▸ **Your task**: Extend the issue thread on branch-likelihood counters for POP_JUMP_IF_XXX instructions, starting after its final sentence.

▸ **Excerpted passage**:
★ ★ ★
Open gvanrossum opened 1 year ago
Separate from all this is the design for the counters to be used to determine whether a particular POP_JUMP_IF_XXX is more likely to jump or not. @markshannon's suggestion is to add a 16 bit cache entry to those bytecode instructions, initialized with a pattern of alternating ones and zeros. Each time we execute the instruction we shift the value left by 1, shifting in a 1 for a jump taken or a 0 for a jump not taken. When the question is asked, "is this jump likely", we simply count the bits, and if it's mostly ones we assume it is, if it's mostly zeros we assume it isn't. If it's half-half, well, we have a tough choice.
UPDATE: See gh-109039.
Q. In Tier 2, should we have POP_JUMP_IF_XXX, which (like its Tier 1 counterpart) combines a pop and a branch, or should we emit separate POP_TOP instructions?
★ ★ ★
▸ **Raw data**:

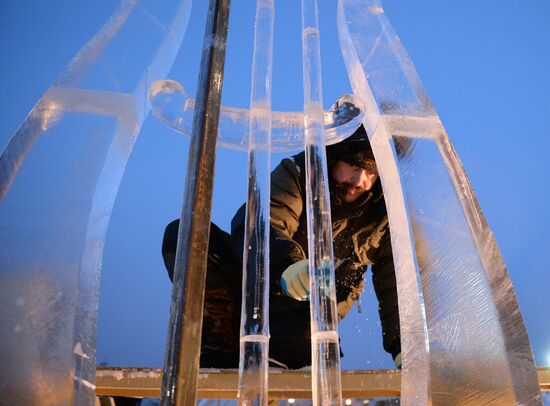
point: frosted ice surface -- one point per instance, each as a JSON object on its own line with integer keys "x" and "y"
★ ★ ★
▸ **Output for this task**:
Emitting separate POP_TOP uops seems perhaps simpler, but it's less performant to interpret, since the explicit POP_TOP will call Py_DECREF() on the stack top, whereas POP_JUMP_IF_TRUE/FALSE won't need to do that at all (True an False are immortal), an POP_JUMPIF[NOT_]NONE can skip that in the None case.
I don't have much intuition yet about which will be easier for the optimizer to handle. It's easy to change.
This also reminds me of a question for @brandtbucher: assuming that at some point the copy-and-patch machinery will use a Tier 2 uop sequence as input, how would you want to handle hand-written uops like JUMP_IF_FALSE or SAVE_IP? (If the answer is long or complicated, we should take this to the faster-cpython/ideas tracker.)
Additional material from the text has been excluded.